▶ _Aim of the task_: Each line of the material below should be retyped precisely as it appears.

▶ _Exercise material_:
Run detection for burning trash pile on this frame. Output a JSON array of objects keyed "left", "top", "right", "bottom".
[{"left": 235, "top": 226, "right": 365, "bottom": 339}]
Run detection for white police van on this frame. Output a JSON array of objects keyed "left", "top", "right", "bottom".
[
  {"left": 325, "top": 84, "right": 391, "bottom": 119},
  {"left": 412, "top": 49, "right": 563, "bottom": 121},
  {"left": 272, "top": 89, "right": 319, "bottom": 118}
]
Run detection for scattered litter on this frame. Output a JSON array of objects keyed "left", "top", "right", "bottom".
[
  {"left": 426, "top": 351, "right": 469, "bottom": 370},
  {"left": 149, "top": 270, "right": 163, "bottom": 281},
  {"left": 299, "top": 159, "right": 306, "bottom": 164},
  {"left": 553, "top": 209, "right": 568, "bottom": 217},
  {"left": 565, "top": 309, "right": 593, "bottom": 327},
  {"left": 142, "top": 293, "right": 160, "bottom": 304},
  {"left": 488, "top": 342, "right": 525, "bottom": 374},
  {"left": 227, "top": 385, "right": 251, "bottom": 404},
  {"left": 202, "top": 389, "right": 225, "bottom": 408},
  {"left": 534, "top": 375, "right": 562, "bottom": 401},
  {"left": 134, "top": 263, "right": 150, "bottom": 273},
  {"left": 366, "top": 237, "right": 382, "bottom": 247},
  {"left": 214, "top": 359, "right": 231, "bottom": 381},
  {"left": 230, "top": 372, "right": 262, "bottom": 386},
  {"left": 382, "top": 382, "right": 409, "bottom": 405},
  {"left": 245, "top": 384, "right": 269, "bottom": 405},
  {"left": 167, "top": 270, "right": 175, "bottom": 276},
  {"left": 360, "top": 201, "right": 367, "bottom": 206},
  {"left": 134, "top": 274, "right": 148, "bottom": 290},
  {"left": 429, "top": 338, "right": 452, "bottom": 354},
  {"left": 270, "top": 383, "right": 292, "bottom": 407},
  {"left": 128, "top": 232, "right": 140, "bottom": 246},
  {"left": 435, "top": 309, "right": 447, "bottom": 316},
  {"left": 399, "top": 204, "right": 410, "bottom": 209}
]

▶ _Solution for this exercise_:
Run detection for burning trash pile on this frame. Output a JSON array of objects keyed "left", "top", "right", "bottom".
[{"left": 235, "top": 226, "right": 365, "bottom": 339}]
Run detection for white police van on this frame. Output a JSON array of objects keyed "left", "top", "right", "bottom".
[
  {"left": 325, "top": 84, "right": 391, "bottom": 119},
  {"left": 412, "top": 49, "right": 563, "bottom": 121},
  {"left": 272, "top": 89, "right": 319, "bottom": 118}
]
Run detection for scattered litter on this frame. Output a JSON array of objects keyed "left", "top", "right", "bottom".
[
  {"left": 426, "top": 351, "right": 469, "bottom": 370},
  {"left": 149, "top": 270, "right": 163, "bottom": 281},
  {"left": 299, "top": 159, "right": 306, "bottom": 164},
  {"left": 553, "top": 209, "right": 568, "bottom": 217},
  {"left": 565, "top": 309, "right": 593, "bottom": 327},
  {"left": 142, "top": 293, "right": 160, "bottom": 304},
  {"left": 488, "top": 342, "right": 525, "bottom": 374},
  {"left": 227, "top": 385, "right": 251, "bottom": 404},
  {"left": 202, "top": 389, "right": 225, "bottom": 408},
  {"left": 534, "top": 375, "right": 562, "bottom": 401},
  {"left": 134, "top": 263, "right": 150, "bottom": 273},
  {"left": 366, "top": 237, "right": 382, "bottom": 247},
  {"left": 214, "top": 359, "right": 231, "bottom": 381},
  {"left": 230, "top": 372, "right": 262, "bottom": 386},
  {"left": 382, "top": 382, "right": 409, "bottom": 405},
  {"left": 245, "top": 384, "right": 269, "bottom": 405},
  {"left": 167, "top": 270, "right": 175, "bottom": 276},
  {"left": 360, "top": 201, "right": 367, "bottom": 206},
  {"left": 134, "top": 274, "right": 148, "bottom": 290},
  {"left": 429, "top": 338, "right": 452, "bottom": 354},
  {"left": 270, "top": 383, "right": 292, "bottom": 407},
  {"left": 128, "top": 232, "right": 140, "bottom": 246},
  {"left": 435, "top": 309, "right": 447, "bottom": 316},
  {"left": 399, "top": 204, "right": 410, "bottom": 209}
]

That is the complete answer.